▶ _実施事項_:
a - 下記の読解用抜粋に基づき、次の各問いに答えてください。
(i) 図3の例示的な実施形態において、ラジエータ底縁5はどのような形状の線を形成しますか。
(ii) 図4の例において、ラジエータパネル上縁4は鉛直方向においてどのように位置しますか。
(iii) 図5の例示的な実施形態において、ラジエータパネル底縁5はどのような線を形成しますか。
b - 下記の読解用抜粋によれば、図4の例でラジエータ2の冷却キャパシティが増加され得るのはなぜですか。1～3文で説明してください。
c - 下記の読解用抜粋のうち、「図4における例示的な線は、ラ」から「たは、傾斜する線を形成する。」までの部分を、末尾の語句も含めて一字一句そのまま書き写してください。

▶ _読解用抜粋_:
━━━━━━━━━━

図3の例示的な実施形態では、ラジエータ底縁5は、変圧器1の側壁1aからの距離の増加とともに、鉛直方向におけるラジエータパネル底縁5の異なる高さにて、ラジエータ底縁5の凸状の線を形成する(たとえば、ラジエータパネル3の積層によって形成される実際上の本体内部から見た場合)。この形状により、気流の進入の改善、したがって、エアダクト6を通る気流の改善が達成され得る。これにより、ラジエータ2の冷却キャパシティが増加され得る。
【0021】
図4を例示的に参照して、本開示に従った変圧器1が記載される。実施形態によれば、
図4は、ラジエータパネル3を含む例示的なラジエータ2を示す。ラジエータパネル3は、ラジエータパネル底縁5が、変圧器1の変圧器本体からの距離と共に平均的に単調に上昇する線を実質的に形成するように配置される。
図4における例示的な線は、ラジエータパネル底縁5の凹状の線を形成する(たとえば、ラジエータパネル3の積層によって形成される実際上の本体内部から見た場合)。この形状により、エアダクト6を通る気流の改善が達成され得る。これにより、ラジエータ2の冷却キャパシティが増加され得る。ラジエータパネル上縁4は例示的に、鉛直方向において実質的に同じ高さに位置する。
【0022】
図5を例示的に参照して、本開示に従った変圧器1が記載される。実施形態によれば、
図5は、ラジエータパネル3を含む例示的なラジエータ2を示す。ラジエータパネル3は、ラジエータパネル底縁5が、変圧器1の変圧器本体または側壁1aからの距離の増加と共に上昇する直線を形成するように、変圧器の変圧器本体または側壁1aに搭載される。
図5の例示的な実施形態におけるラジエータパネル上縁4は、変圧器1の変圧器本体または側壁1aからの距離と共に単調に上昇する線を形成する。ラジエータパネル上縁4はそれぞれ、変圧器1またはその壁1aから離れる方向において、ラジエータパネル底縁5の線と実質的に等しく整列するか、または、傾斜する線を形成する。
【0023】
特に、本明細書に記載される他の実施形態と組み合わされ得る実施形態によれば、ラジエータは、第2のラジエータパネルよりも変圧器により近い搭載状態で位置する第1のラジエータパネルを含み、第2のラジエータパネルの底縁は、第1のラジエータパネルの底縁よりも大きな高さに位置することが理解されるべきである。さらにこの適用例では、第1のラジエータパネルおよび第2のラジエータパネルの底縁がラジエータパネル底縁と称される。

━━━━━━━━━━

位置特定エントリ
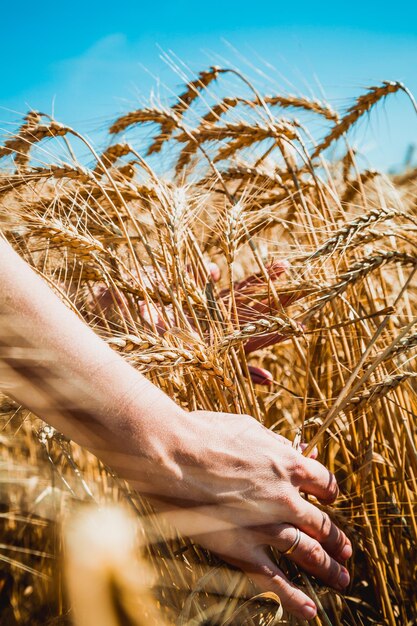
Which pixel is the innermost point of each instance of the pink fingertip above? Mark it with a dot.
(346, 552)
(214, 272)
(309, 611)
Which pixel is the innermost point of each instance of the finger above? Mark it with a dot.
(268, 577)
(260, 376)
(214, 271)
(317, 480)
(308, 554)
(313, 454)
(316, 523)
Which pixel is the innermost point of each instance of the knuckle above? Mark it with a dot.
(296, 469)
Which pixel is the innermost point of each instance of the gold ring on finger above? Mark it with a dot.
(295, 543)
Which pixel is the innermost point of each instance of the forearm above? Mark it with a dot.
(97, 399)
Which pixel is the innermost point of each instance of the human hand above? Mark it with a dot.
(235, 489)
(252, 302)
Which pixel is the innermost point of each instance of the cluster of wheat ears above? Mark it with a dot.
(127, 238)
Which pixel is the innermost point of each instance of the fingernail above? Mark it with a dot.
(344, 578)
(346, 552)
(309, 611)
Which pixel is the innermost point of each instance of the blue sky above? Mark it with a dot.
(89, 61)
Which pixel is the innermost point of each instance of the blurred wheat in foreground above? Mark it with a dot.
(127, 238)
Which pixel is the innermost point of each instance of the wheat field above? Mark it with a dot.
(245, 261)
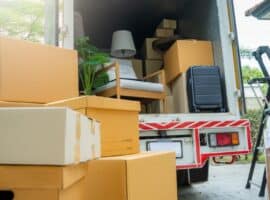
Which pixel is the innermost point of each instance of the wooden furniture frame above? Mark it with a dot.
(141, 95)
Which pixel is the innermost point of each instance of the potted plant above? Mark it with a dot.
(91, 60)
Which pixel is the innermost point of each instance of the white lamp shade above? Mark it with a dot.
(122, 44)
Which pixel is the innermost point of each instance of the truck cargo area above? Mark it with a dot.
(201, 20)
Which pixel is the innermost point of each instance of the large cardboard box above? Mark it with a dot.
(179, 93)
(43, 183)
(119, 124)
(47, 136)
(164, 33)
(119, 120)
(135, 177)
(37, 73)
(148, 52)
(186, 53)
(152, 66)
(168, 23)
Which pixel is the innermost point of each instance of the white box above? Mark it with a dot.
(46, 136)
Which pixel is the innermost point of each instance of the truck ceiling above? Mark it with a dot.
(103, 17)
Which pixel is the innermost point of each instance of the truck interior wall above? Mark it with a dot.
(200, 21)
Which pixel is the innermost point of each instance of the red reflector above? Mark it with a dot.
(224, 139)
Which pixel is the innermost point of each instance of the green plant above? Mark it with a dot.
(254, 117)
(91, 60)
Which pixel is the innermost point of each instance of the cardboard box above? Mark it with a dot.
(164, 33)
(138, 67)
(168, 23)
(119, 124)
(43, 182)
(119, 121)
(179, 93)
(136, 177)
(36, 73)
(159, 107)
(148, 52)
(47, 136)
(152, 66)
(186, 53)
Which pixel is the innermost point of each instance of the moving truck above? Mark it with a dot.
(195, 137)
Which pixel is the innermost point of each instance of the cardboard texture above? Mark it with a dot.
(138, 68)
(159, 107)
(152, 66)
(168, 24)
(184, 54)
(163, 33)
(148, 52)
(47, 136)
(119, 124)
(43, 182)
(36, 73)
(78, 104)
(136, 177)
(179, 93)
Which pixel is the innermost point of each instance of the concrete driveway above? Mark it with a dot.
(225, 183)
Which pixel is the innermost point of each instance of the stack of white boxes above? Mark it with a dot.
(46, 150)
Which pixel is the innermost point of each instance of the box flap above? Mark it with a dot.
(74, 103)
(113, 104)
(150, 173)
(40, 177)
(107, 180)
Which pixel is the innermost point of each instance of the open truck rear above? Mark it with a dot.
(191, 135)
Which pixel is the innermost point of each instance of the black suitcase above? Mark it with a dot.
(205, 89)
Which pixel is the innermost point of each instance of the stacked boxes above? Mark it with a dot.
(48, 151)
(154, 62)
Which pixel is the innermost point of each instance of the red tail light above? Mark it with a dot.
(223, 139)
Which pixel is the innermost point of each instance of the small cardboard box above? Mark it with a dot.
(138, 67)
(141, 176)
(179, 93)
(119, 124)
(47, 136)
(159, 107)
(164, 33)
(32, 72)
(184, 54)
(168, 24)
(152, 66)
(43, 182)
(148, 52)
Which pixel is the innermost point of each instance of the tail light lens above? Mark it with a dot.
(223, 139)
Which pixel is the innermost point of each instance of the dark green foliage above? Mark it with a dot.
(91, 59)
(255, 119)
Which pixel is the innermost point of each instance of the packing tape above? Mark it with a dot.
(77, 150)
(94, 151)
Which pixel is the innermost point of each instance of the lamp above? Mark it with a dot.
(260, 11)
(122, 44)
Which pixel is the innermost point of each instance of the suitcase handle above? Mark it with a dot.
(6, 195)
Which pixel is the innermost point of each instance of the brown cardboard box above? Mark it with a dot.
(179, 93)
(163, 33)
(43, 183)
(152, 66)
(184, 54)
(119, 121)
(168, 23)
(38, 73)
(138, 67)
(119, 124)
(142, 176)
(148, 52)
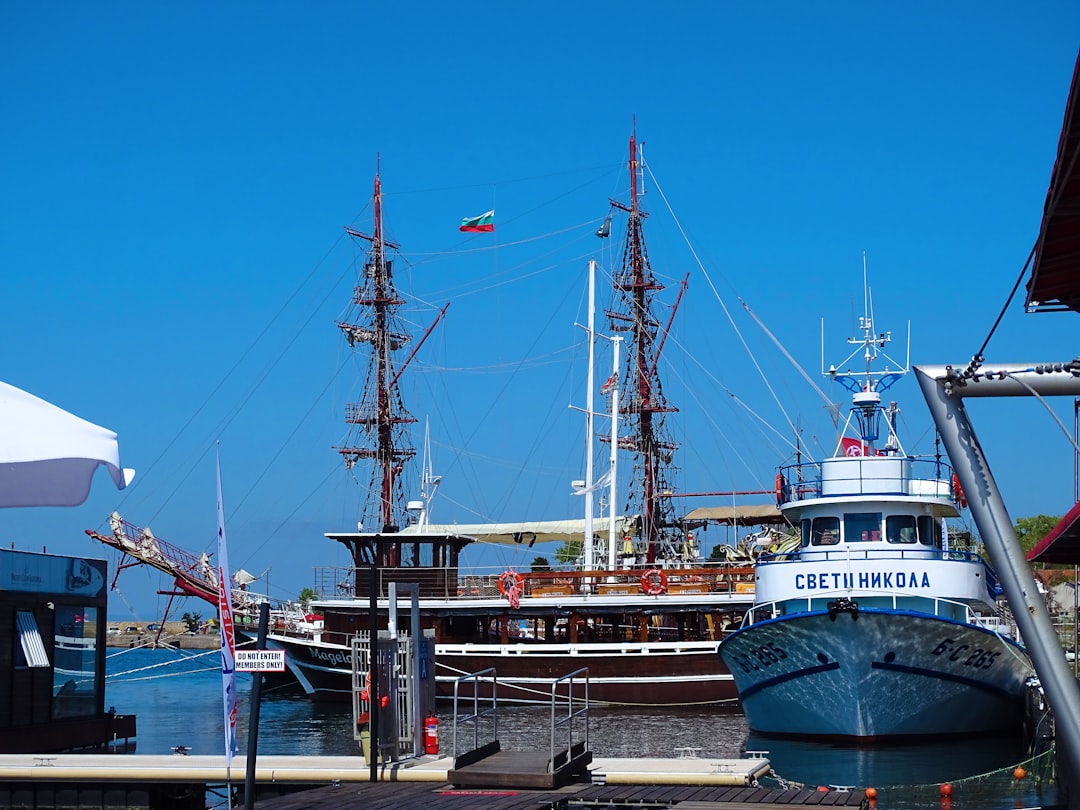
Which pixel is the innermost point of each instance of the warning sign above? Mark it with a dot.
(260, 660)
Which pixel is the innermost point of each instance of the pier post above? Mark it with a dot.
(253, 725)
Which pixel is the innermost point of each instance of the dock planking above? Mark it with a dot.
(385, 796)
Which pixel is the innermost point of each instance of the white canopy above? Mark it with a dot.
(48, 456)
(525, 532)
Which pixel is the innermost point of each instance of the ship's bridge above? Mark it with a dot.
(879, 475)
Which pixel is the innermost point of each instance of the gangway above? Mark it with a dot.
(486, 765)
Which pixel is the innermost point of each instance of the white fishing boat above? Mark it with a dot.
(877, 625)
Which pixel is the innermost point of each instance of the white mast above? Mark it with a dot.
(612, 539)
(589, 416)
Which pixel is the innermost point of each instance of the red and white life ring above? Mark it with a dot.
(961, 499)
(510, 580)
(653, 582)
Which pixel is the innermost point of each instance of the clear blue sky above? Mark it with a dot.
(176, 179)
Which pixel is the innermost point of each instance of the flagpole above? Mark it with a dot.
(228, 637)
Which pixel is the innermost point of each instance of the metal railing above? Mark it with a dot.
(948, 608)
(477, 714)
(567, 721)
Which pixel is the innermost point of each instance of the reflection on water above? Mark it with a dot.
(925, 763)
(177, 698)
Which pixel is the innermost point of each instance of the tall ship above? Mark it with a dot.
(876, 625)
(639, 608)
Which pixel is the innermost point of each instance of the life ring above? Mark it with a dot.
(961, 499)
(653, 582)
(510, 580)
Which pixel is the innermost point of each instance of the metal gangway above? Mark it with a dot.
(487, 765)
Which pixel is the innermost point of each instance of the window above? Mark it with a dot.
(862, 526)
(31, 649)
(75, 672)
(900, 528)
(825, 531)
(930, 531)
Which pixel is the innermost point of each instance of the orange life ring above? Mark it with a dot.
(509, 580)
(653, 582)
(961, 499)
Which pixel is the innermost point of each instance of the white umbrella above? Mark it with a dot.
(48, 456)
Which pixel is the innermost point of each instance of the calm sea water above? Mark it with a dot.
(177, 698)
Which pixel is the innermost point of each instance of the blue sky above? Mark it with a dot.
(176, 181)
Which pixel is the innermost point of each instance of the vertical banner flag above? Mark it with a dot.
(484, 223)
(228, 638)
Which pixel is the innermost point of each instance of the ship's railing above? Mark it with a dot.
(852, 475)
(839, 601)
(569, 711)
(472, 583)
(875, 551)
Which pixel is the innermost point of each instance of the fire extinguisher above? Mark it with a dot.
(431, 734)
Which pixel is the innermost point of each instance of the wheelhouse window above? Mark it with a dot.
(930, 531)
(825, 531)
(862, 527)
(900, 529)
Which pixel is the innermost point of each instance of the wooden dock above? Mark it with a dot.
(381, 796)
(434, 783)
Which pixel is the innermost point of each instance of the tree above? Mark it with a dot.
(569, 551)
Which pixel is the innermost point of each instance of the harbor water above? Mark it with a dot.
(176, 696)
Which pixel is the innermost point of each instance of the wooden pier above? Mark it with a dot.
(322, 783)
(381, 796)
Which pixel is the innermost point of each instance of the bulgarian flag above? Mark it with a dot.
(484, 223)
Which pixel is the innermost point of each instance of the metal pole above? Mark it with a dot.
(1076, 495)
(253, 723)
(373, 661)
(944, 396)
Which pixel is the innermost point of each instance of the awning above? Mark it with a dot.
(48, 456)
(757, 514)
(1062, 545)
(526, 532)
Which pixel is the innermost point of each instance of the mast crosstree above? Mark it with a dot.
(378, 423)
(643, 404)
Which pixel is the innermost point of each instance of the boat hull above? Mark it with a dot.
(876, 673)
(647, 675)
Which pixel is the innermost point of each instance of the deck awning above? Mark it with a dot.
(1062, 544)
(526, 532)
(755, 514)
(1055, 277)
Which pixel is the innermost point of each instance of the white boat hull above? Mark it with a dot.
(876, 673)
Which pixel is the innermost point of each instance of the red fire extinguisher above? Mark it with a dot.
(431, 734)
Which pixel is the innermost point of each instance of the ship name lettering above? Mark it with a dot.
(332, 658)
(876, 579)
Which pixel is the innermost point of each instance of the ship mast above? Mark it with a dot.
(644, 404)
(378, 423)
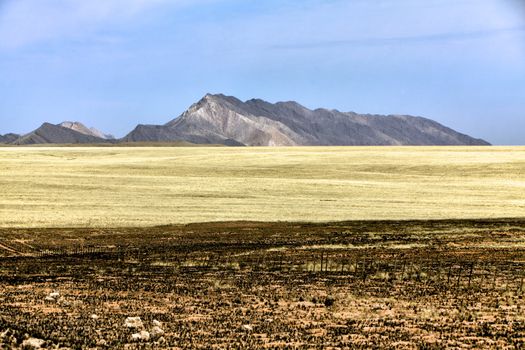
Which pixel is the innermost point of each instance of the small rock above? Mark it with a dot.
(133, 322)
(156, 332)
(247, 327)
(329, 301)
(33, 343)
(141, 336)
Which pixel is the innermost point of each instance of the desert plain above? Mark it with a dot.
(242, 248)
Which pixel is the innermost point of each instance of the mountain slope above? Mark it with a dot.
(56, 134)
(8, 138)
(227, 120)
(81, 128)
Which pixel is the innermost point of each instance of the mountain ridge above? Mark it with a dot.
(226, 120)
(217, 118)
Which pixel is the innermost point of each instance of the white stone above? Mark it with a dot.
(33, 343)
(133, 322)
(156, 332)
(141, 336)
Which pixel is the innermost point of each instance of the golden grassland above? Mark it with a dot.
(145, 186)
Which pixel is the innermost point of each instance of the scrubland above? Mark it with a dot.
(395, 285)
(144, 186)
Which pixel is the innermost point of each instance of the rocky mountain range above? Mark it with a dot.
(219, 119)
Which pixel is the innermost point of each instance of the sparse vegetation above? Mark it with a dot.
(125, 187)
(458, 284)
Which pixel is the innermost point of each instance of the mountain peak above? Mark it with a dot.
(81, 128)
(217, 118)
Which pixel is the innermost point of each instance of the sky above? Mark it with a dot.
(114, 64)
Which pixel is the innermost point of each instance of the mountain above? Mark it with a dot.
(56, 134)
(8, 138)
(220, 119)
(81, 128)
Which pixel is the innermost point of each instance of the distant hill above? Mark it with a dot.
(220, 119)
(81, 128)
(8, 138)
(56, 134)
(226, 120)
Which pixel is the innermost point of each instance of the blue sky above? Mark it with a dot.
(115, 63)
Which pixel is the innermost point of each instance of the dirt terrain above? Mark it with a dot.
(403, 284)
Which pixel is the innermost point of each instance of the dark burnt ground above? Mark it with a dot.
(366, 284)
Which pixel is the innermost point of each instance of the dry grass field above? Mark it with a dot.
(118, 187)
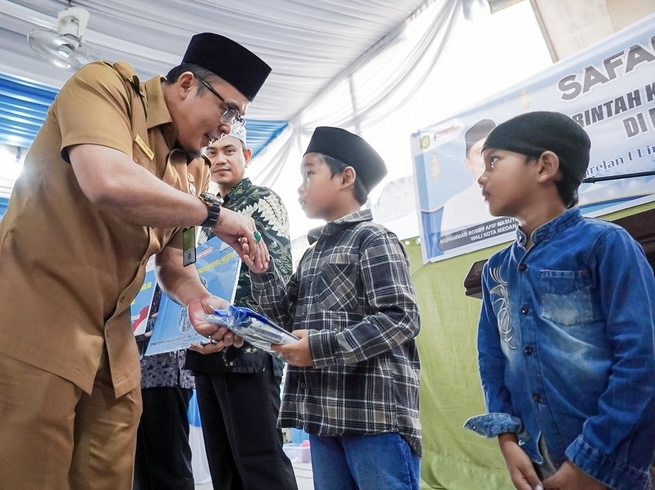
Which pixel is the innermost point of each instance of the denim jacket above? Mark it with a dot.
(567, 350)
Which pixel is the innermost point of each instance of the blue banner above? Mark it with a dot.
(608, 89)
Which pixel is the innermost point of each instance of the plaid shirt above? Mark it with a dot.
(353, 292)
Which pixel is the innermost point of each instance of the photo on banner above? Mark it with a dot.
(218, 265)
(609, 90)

━━━━━━━━━━

▶ _各項目の結果_:
a -
(i) 凸状の線です。変圧器1の側壁1aからの距離の増加とともに、鉛直方向において異なる高さに位置します。
(ii) 実質的に同じ高さに位置します。
(iii) 変圧器1の変圧器本体または側壁1aからの距離の増加と共に上昇する直線です。

b - 図4ではラジエータパネル底縁5が凹状の線を形成しており、この形状によってエアダクト6を通る気流が改善され得るためです。

c -
図4における例示的な線は、ラジエータパネル底縁5の凹状の線を形成する(たとえば、ラジエータパネル3の積層によって形成される実際上の本体内部から見た場合)。この形状により、エアダクト6を通る気流の改善が達成され得る。これにより、ラジエータ2の冷却キャパシティが増加され得る。ラジエータパネル上縁4は例示的に、鉛直方向において実質的に同じ高さに位置する。
【0022】
図5を例示的に参照して、本開示に従った変圧器1が記載される。実施形態によれば、
図5は、ラジエータパネル3を含む例示的なラジエータ2を示す。ラジエータパネル3は、ラジエータパネル底縁5が、変圧器1の変圧器本体または側壁1aからの距離の増加と共に上昇する直線を形成するように、変圧器の変圧器本体または側壁1aに搭載される。
図5の例示的な実施形態におけるラジエータパネル上縁4は、変圧器1の変圧器本体または側壁1aからの距離と共に単調に上昇する線を形成する。ラジエータパネル上縁4はそれぞれ、変圧器1またはその壁1aから離れる方向において、ラジエータパネル底縁5の線と実質的に等しく整列するか、または、傾斜する線を形成する。